▸ Objetivo planteado A:
Devuelve sin ningún cambio las líneas de los registros que comienzan en la que contiene "Cross-referencing a description that mentions the twisting" y continúan hasta la que contiene "[0,0,1344,380]", incluidas ambas.

▸ Texto presentado:
= = = = =

Es a través de los vínculos afectivos prevalecientes al interior de la familia, sobre todo en relación con los niños, que se produce la apropiación del lenguaje como medio fundamental de comunicación y socialización, es en ese marco donde se aprende a sentir, a pensar, a concebir el mundo de un determinado modo y se reciben la orientaciones primarias de valor.
Las primeras orientaciones de valor que recibe el niño desde que es bien pequeño son aquellas vinculadas a su propia sobrevivencia, a lo que es imprescindible hacer para garantizarla, a lo que puede constituir un peligro que la amenace. Las primeras nociones sobre lo que se puede y no se puede o lo que se debe y no se debe tienen el propósito fundamental de garantizar la supervivencia de ese pequeño y frágil ser humano.

= = = = =

▸ Material de entrada:
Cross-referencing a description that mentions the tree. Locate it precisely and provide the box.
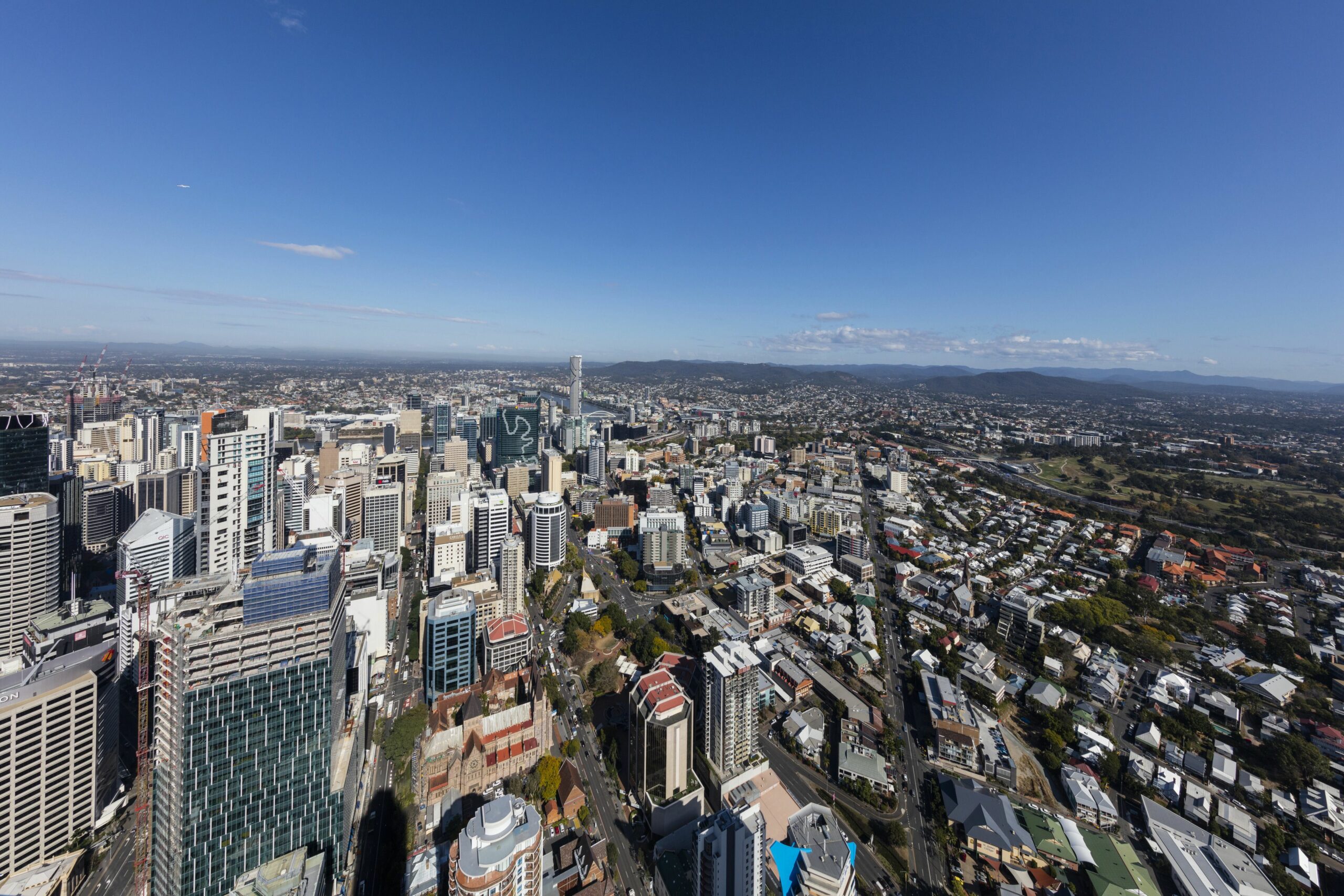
[1269,735,1330,790]
[536,756,561,799]
[589,660,621,694]
[384,702,429,764]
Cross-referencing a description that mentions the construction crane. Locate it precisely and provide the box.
[116,572,154,896]
[90,343,108,379]
[113,357,130,392]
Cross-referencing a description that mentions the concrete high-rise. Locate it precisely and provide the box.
[586,442,606,485]
[363,482,403,551]
[117,509,196,609]
[425,523,468,579]
[430,399,453,454]
[628,669,699,806]
[689,803,766,896]
[700,641,758,776]
[497,532,535,613]
[570,355,583,416]
[438,437,476,478]
[542,449,564,492]
[528,492,569,570]
[0,631,116,880]
[322,468,364,541]
[0,490,62,655]
[0,414,48,497]
[423,588,476,704]
[447,795,543,896]
[425,470,466,526]
[151,564,346,896]
[196,408,282,572]
[470,489,512,572]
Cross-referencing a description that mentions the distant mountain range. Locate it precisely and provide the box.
[590,360,863,388]
[794,364,1344,395]
[0,339,1344,399]
[919,371,1156,402]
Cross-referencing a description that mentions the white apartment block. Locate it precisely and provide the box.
[0,492,60,658]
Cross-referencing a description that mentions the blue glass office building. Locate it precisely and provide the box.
[425,589,476,702]
[430,402,453,454]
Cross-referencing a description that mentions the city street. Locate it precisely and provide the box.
[75,810,136,896]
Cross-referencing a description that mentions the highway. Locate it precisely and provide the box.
[528,548,652,893]
[863,488,948,892]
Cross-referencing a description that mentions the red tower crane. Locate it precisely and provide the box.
[117,570,154,896]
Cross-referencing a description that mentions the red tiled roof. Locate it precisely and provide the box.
[485,613,530,644]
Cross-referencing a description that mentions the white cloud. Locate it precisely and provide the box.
[0,267,485,324]
[266,0,308,34]
[762,325,1166,363]
[257,239,355,260]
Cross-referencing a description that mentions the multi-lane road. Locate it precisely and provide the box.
[75,810,136,896]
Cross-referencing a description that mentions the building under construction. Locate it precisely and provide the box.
[151,550,346,896]
[66,376,122,438]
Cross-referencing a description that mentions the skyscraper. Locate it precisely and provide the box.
[700,641,758,775]
[117,508,196,609]
[447,795,542,896]
[542,449,564,492]
[425,588,476,704]
[0,414,50,497]
[0,631,116,879]
[570,355,583,416]
[0,489,60,658]
[530,492,569,570]
[587,442,606,485]
[360,482,403,551]
[430,399,453,454]
[490,402,542,466]
[691,803,765,896]
[628,669,699,806]
[499,532,524,613]
[425,470,466,528]
[457,414,481,461]
[136,407,165,465]
[152,566,345,896]
[439,437,476,478]
[470,489,511,572]
[196,408,278,572]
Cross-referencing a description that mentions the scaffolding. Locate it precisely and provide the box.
[117,570,154,896]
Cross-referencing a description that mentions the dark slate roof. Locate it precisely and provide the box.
[938,775,1035,852]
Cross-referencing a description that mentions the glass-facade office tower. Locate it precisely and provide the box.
[243,544,340,625]
[492,403,542,466]
[151,566,346,896]
[456,414,481,461]
[425,588,476,704]
[0,414,50,497]
[430,402,453,454]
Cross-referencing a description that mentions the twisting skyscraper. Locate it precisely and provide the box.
[570,355,583,416]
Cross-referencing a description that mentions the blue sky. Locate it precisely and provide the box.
[0,0,1344,380]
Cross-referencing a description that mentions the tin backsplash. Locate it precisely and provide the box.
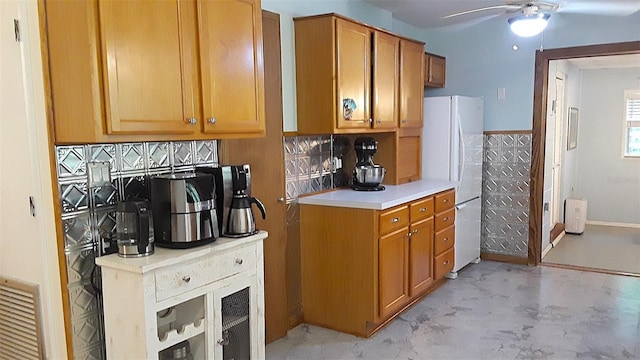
[481,132,531,257]
[55,140,218,359]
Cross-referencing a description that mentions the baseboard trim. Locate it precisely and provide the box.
[480,253,529,265]
[540,262,640,278]
[542,243,554,259]
[585,220,640,229]
[551,230,567,247]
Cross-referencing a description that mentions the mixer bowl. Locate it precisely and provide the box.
[353,165,387,186]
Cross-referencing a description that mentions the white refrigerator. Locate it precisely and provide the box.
[422,96,484,279]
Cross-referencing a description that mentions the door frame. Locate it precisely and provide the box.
[527,41,640,266]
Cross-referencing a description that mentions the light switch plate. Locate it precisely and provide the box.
[87,161,111,187]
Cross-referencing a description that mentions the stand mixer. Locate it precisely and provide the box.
[351,137,387,191]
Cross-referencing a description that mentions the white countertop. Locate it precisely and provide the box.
[96,231,269,273]
[298,180,456,210]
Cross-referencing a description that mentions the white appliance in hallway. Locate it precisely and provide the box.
[422,96,484,279]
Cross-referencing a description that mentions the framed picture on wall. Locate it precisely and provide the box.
[567,107,578,150]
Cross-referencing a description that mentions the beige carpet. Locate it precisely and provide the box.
[542,225,640,274]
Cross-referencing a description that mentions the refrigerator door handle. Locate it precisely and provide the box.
[457,119,466,184]
[455,196,480,210]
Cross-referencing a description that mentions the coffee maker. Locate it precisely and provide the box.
[224,166,266,237]
[149,173,220,249]
[196,164,251,234]
[351,136,387,191]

= = = = =

▸ Objetivo planteado B:
En el texto sobre la familia y los valores, sustituye "vínculos afectivos" por "lazos emocionales" y reproduce el fragmento que comienza con "Es a través" y continúa hasta "primarias de valor.".

▸ Resultado completo A:
Cross-referencing a description that mentions the twisting skyscraper. Locate it precisely and provide the box.
[570,355,583,416]
Cross-referencing a description that mentions the blue sky. Locate it precisely and provide the box.
[0,0,1344,380]

▸ Resultado completo B:
Es a través de los lazos emocionales prevalecientes al interior de la familia, sobre todo en relación con los niños, que se produce la apropiación del lenguaje como medio fundamental de comunicación y socialización, es en ese marco donde se aprende a sentir, a pensar, a concebir el mundo de un determinado modo y se reciben la orientaciones primarias de valor.